ECLI:NL:RBNHO:2016:1672

Rechtbank Noord-Holland

Datum uitspraak
6 januari 2016
Publicatiedatum
29 februari 2016
Zaaknummer
15/218390
Instantie
Rechtbank Noord-Holland
Type
Uitspraak
Rechtsgebied
Civiel recht
Procedures
  • Eerste aanleg - enkelvoudig
Vindplaatsen
  • Rechtspraak.nl
AI samenvatting door LexboostAutomatisch gegenereerd

Vordering tot betaling restschuld na executie van hypothecaire geldlening

In deze zaak vordert Rabobank betaling van een restschuld van € 137.513,46 na de executie van een hypothecaire geldlening. De gedaagde, die in verzuim is geraakt met de terugbetaling van de geldleningen, heeft de woning verloren na executoriale verkoop. Rabobank heeft een restvordering van € 113.901,05 op de gedaagde na de verkoop van de woning. De gedaagde betwist de vordering en stelt dat Rabobank misbruik van recht maakt door deze procedure te voeren, aangezien de grosse van de hypotheekakte als executoriale titel zou moeten gelden voor de restvordering. De rechtbank overweegt dat de grosse van de hypotheekakte niet voldoet aan de vereisten om als executoriale titel te gelden voor de restvordering, zoals vastgesteld door de Hoge Raad. De rechtbank wijst de vordering van Rabobank toe, inclusief de gevorderde buitengerechtelijke incassokosten, en veroordeelt de gedaagde in de proceskosten. Het vonnis is uitgesproken op 6 januari 2016.

Uitspraak

RECHTBANK NOORD-HOLLAND

Afdeling Privaatrecht
Sectie Handel & Insolventie
Zaaknr./rolnr.: 15/218390 / HA ZA 14-484
Uitspraakdatum: 6 januari 2016
Vonnis in de zaak van:
1. de naamloze vennootschap
RABOHYPOTHEEKBANK N.V.,
statutair gevestigd te Amsterdam, mede-kantoorhoudende te Eindhoven,
2. de coöperatie
COÖPERATIEVE RABOBANK HOORN-MIDDEN WESTFRIESLAND U.A.,
statutair gevestigd en mede-kantoorhoudende te Hoorn,
eisers,
hierna gezamenlijk in enkelvoud: Rabobank,
advocaat mr. R.M. Burger,
tegen
[gedaagde],
wonende te [woonplaats],
gedaagde,
hierna: [gedaagde],
advocaat mr. E. Walinga.

1.Het procesverloop

1.1.
Het verloop van de procedure blijkt uit:
- het tussenvonnis van 11 februari 2015 en de daarin genoemde stukken;
- het proces-verbaal van de comparitie na antwoord, gehouden op 23 november 2015, en de daarin genoemde stukken.
1.2.
Ten slotte is vonnis bepaald.

2.De feiten

2.1.

FRAGMENTEN UIT GEGEVENS:
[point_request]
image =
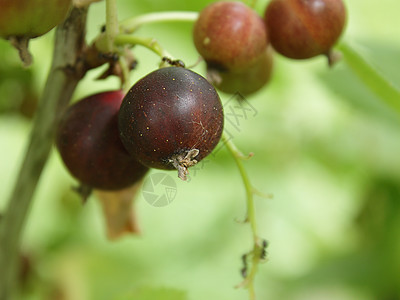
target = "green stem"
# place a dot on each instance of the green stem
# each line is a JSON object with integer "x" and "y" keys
{"x": 238, "y": 156}
{"x": 371, "y": 77}
{"x": 64, "y": 75}
{"x": 132, "y": 24}
{"x": 250, "y": 216}
{"x": 112, "y": 28}
{"x": 149, "y": 43}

SCHRIFTELIJKE OPDRACHT 1: Bewerk het deel van de uitspraak vanaf "1.Het procesverloop" tot en met "daarin genoemde stukken." door "comparitie" te vervangen door "zitting", en geef dat deel daarna volledig weer.
SCHRIFTELIJKE OPDRACHT 2: Op welke datum vond volgens de uitspraak de comparitie na antwoord plaats?

UITVOER 1:
1.Het procesverloop

1.1.
Het verloop van de procedure blijkt uit:
- het tussenvonnis van 11 februari 2015 en de daarin genoemde stukken;
- het proces-verbaal van de zitting na antwoord, gehouden op 23 november 2015, en de daarin genoemde stukken.

UITVOER 2: Op 23 november 2015.